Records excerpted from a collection
___

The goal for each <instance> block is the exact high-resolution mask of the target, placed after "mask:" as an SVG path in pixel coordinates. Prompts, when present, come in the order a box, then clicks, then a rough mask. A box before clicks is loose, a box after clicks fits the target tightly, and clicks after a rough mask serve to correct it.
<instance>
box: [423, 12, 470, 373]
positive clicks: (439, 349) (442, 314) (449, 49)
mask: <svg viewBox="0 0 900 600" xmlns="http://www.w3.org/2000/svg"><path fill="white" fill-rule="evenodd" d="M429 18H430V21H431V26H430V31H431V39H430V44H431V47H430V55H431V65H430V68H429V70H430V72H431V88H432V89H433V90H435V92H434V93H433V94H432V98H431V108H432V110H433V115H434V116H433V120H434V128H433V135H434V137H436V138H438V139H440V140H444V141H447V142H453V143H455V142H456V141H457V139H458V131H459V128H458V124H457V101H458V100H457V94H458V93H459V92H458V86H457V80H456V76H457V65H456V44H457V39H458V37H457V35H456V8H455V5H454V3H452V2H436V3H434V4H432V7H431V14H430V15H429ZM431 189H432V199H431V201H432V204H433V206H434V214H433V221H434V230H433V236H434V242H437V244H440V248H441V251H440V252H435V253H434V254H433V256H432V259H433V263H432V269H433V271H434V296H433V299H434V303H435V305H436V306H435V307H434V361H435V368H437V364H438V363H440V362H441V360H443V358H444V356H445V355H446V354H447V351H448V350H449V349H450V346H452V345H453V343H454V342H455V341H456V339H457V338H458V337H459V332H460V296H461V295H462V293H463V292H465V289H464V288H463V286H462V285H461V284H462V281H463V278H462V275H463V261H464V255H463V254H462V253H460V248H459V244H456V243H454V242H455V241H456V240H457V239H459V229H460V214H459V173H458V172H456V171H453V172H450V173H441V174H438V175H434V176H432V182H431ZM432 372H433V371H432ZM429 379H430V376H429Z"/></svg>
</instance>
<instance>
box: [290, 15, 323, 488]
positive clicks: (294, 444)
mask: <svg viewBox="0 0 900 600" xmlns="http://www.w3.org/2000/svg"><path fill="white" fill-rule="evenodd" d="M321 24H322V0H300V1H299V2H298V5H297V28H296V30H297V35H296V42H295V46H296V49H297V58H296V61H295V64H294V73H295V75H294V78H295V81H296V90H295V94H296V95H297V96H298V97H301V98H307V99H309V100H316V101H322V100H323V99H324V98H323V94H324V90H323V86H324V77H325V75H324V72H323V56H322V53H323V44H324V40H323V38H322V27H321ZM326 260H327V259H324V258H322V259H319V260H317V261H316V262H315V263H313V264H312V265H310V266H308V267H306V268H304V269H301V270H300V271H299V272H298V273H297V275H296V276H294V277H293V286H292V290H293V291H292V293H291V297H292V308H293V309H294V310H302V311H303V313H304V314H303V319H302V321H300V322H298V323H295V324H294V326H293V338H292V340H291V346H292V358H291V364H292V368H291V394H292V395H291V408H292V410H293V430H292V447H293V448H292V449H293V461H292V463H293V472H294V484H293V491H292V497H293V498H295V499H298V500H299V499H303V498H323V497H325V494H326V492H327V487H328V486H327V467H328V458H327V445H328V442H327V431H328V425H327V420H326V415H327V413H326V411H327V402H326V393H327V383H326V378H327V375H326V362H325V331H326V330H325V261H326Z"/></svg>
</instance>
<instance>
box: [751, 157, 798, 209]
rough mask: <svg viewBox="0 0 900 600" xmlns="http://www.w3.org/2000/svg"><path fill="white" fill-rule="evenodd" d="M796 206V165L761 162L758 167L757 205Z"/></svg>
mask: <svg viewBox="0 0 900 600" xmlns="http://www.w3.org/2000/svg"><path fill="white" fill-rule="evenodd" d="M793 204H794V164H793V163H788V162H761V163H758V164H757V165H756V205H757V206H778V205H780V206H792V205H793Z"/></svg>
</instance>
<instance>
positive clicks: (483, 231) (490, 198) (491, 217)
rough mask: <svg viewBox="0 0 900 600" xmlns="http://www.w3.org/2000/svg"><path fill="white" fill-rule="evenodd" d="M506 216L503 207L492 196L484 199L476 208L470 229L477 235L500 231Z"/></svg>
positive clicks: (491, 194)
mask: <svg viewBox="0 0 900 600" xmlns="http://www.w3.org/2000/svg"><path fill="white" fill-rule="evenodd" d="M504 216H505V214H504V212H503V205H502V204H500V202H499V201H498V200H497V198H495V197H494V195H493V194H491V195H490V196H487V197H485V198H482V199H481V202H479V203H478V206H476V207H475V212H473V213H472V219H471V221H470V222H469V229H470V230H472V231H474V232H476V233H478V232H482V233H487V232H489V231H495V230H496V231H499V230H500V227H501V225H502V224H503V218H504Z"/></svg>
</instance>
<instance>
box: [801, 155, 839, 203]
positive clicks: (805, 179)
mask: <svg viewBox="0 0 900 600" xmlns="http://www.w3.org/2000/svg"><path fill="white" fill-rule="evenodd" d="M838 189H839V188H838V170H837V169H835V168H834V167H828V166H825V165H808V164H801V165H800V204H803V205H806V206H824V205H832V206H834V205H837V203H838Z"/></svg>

___

The task:
Please set down each of the entries above exactly as given.

Solution below:
The goal for each <instance> block is the exact high-resolution mask of the target, placed after "mask:" as an SVG path in pixel coordinates. Prompts, when present, come in the order a box, then clicks, then a rough mask. A box before clicks is loose, a box after clicks fits the target tightly, and clicks after a rough mask serve to correct it.
<instance>
box: [423, 12, 470, 373]
positive clicks: (439, 349) (442, 314) (449, 49)
mask: <svg viewBox="0 0 900 600" xmlns="http://www.w3.org/2000/svg"><path fill="white" fill-rule="evenodd" d="M429 18H430V21H431V26H430V31H431V39H430V44H431V47H430V55H431V65H430V68H429V70H430V72H431V88H432V89H433V90H435V92H434V93H433V94H432V98H431V108H432V110H433V115H434V116H433V120H434V128H433V135H434V137H436V138H438V139H440V140H444V141H447V142H453V143H455V142H456V141H457V139H458V131H459V128H458V124H457V101H458V100H457V94H458V93H459V92H458V86H457V80H456V76H457V65H456V44H457V39H458V37H457V35H456V8H455V5H454V3H452V2H436V3H434V4H432V7H431V14H430V15H429ZM431 189H432V199H431V201H432V204H433V206H434V214H433V221H434V230H433V236H434V242H437V244H440V248H441V251H440V252H435V253H434V254H433V256H432V259H433V263H432V269H433V271H434V296H433V299H434V303H435V305H436V306H435V307H434V361H435V368H437V364H438V363H440V362H441V360H443V358H444V356H445V355H446V354H447V351H448V350H449V349H450V346H452V345H453V343H454V342H455V341H456V339H457V338H458V337H459V332H460V296H461V295H462V293H463V292H465V289H464V288H463V286H462V285H461V284H462V281H463V278H462V275H463V261H464V255H463V254H462V253H460V248H459V244H456V243H454V242H455V241H456V240H457V239H459V229H460V214H459V173H458V172H456V171H453V172H450V173H441V174H438V175H434V176H432V182H431ZM432 372H433V371H432ZM429 379H430V376H429Z"/></svg>
</instance>
<instance>
box: [290, 15, 323, 488]
positive clicks: (294, 444)
mask: <svg viewBox="0 0 900 600" xmlns="http://www.w3.org/2000/svg"><path fill="white" fill-rule="evenodd" d="M321 24H322V0H300V1H299V2H298V5H297V28H296V30H297V35H296V42H295V46H296V49H297V58H296V61H295V64H294V73H295V75H294V78H295V81H296V90H295V94H296V95H297V96H298V97H301V98H307V99H309V100H316V101H322V100H323V99H324V98H323V94H324V90H323V86H324V77H325V75H324V72H323V56H322V53H323V44H324V40H323V38H322V27H321ZM326 260H327V259H324V258H322V259H319V260H317V261H316V262H315V263H313V264H312V265H310V266H308V267H306V268H304V269H301V270H300V271H299V272H298V273H297V275H296V276H294V277H293V286H292V290H293V291H292V293H291V297H292V308H293V309H294V310H302V311H303V313H304V314H303V319H302V321H300V322H298V323H295V324H294V326H293V338H292V340H291V346H292V358H291V364H292V368H291V394H292V395H291V408H292V410H293V430H292V447H293V448H292V449H293V461H292V463H293V472H294V484H293V491H292V497H293V498H295V499H298V500H299V499H303V498H323V497H325V494H326V492H327V487H328V486H327V467H328V458H327V445H328V442H327V431H328V425H327V420H326V415H327V413H326V411H327V402H326V393H327V383H326V378H327V375H326V362H325V331H326V330H325V261H326Z"/></svg>
</instance>
<instance>
box: [751, 157, 798, 209]
rough mask: <svg viewBox="0 0 900 600" xmlns="http://www.w3.org/2000/svg"><path fill="white" fill-rule="evenodd" d="M796 206V165L761 162L758 167L757 205Z"/></svg>
mask: <svg viewBox="0 0 900 600" xmlns="http://www.w3.org/2000/svg"><path fill="white" fill-rule="evenodd" d="M793 204H794V164H793V163H788V162H761V163H758V164H757V165H756V205H757V206H778V205H780V206H792V205H793Z"/></svg>
</instance>
<instance>
positive clicks: (483, 231) (490, 198) (491, 217)
rough mask: <svg viewBox="0 0 900 600" xmlns="http://www.w3.org/2000/svg"><path fill="white" fill-rule="evenodd" d="M506 216L503 207L492 196L484 199L476 208L470 229L477 235L500 231Z"/></svg>
positive clicks: (491, 194)
mask: <svg viewBox="0 0 900 600" xmlns="http://www.w3.org/2000/svg"><path fill="white" fill-rule="evenodd" d="M504 216H505V214H504V212H503V205H502V204H500V202H499V201H498V200H497V198H495V197H494V195H493V194H491V195H490V196H487V197H485V198H482V199H481V202H479V203H478V206H476V207H475V212H473V213H472V219H471V221H470V222H469V229H470V230H472V231H474V232H476V233H478V232H482V233H487V232H489V231H495V230H496V231H499V230H500V227H501V225H502V224H503V218H504Z"/></svg>
</instance>
<instance>
box: [801, 155, 839, 203]
positive clicks: (805, 179)
mask: <svg viewBox="0 0 900 600" xmlns="http://www.w3.org/2000/svg"><path fill="white" fill-rule="evenodd" d="M838 189H839V188H838V170H837V169H835V168H834V167H828V166H825V165H808V164H801V165H800V204H803V205H806V206H824V205H832V206H834V205H837V203H838Z"/></svg>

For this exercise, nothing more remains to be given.